start PAGE EXCERPT
I'm one of those quiet controllers. I don't have the loudest opinion about where we go to dinner or what to have for dinner or which curtains look best. Opinions I have, but voicing them amongst those with stronger (or louder) ones than I have isn't really my thing. I'm a cheap date, I tell my husband often, mostly because I'd rather peruse a used bookstore and come out empty-handed than a fancy rooftop dinner with micro-greens and chickens who had names. I like things simple and peaceful and quiet and easy. I want to slip in and slip out, mostly unnoticed, and hold myself to a pre-determined number of what I call "good conversations" with folks at most social events (Usually two is my goal, but if I get four I feel pretty okay about that.). This is how an introvert socials so hard. 

I quietly control, though, by the seething Wish I'd Saids and growing Piles of Regrets I let build up in my heart. I allow myself to be pushed over, walked on, shifted around, and then, one day, I'm surprised at the resounding No gurgling up from the mire inside. "No more." The Wishing I'd Said and Piling of Regrets has spoken and Lore reached her limit. 

I don't believe in limits, mostly. I believe in going the extra mile, turning the other cheek, giving my shirt and my cloak. And I believe most preferences and opinions are the modern day cheeks and cloaks and miles, especially for the modern day American who has all the shirts she needs and probably more than she needs. What else is there to give? Oh. My preferences

Preferences are everywhere and the thing about them is they're not wrong to have. There's a God who knit us together, crafting each of us with specificity and precision. He knows our inclinations and proclivities, and also knows we are dust. He knows dust hasn't got much to say for itself and probably wants to say as much for itself as it can. This comes out as preferences. And whether we have loud opinions or silent ones, we all have a preference or two or fifty or seven hundred. 

Romans 12:10 says, "Outdo one another in honor," and this means, literally, give preference to one another. Give my preference—the unique sometimes God-given desire I have, and even my preference for having a preference—away, deferring to the preference of another. Outdo my preference with theirs. 

This is convicting to me this morning because all this week I've felt shoved about by the preferences of others. My ideas and my plans and my hopes were pushed aside by the preferences of someone else, but instead of giving those preferences to them, I felt taken from in them. I felt as though my desires were stolen and someone else's given the star place. I'm convicted this morning because, well, that's no way to live. 

What does it mean to not need to control the outcome of a situation, but also not need the tally marks of self-righteousness for keeping silent as your preferences are overlooked? What does it mean to go about outdoing one another in honor?
end PAGE EXCERPT
start DATA PROVIDED
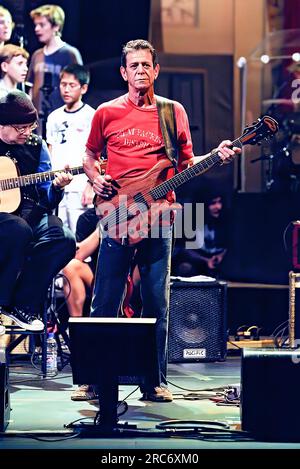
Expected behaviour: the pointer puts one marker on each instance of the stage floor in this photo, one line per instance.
(42, 407)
end DATA PROVIDED
ACTIONS TO TAKE ->
A) From the reflection on preferences, translate this sentence into Spanish: "I like things simple and peaceful and quiet and easy."
B) Continue the reflection on giving up preferences from the point where it stops.

EXERCISE RESULTS ->
A) Me gustan las cosas sencillas y pacíficas y tranquilas y fáciles.

B)
I think it means holding loosely to what we think is best, even if we really, really, really think it's best. I think it means posturing ourselves as servants more than masters. I think it means letting go of what we envision and giving instead to the vision of Christ: which is to serve more than we're served. I don't know fully how to do this because I'm an American and we like our opinions with a side of opinions, but I also know the Holy Spirit lives inside of me, bearing fruit I cannot bear on my own. And he bears the fruit of self-control—not me. The Spirit within me bears the fruit of a controlled self, freeing me to not control others and outcomes and opinions aplenty. He frees me to outdo my sisters and brothers in honor, truly making it my preference to overlook my preference and give extravagantly to them.  

This is a tough word for me today because I don't want to give up or give over. I'm weary of feeling like a floor-mat, of being expected to capitulate to the expectations of others, and not speaking up for my own—however unimportant—opinion. But I also know the Spirit inside of me who compels me toward self-control, also comforts me when I feel crushed. 

I'm praying for you and me today, as our preferences and proclivities get shuffled around and overlooked. I'm praying instead of feeling stolen from, we can embrace the words of Romans 12:10 and work to give that honor away before it can even think of being stolen. I'm praying that we become obedient, as Christ was, to the painful work of the Father in regard to our sin. And I'm praying that the Spirit comforts us when we're weak. I need that prayer today for my own heart, so I'm going to share it with you in case you do too.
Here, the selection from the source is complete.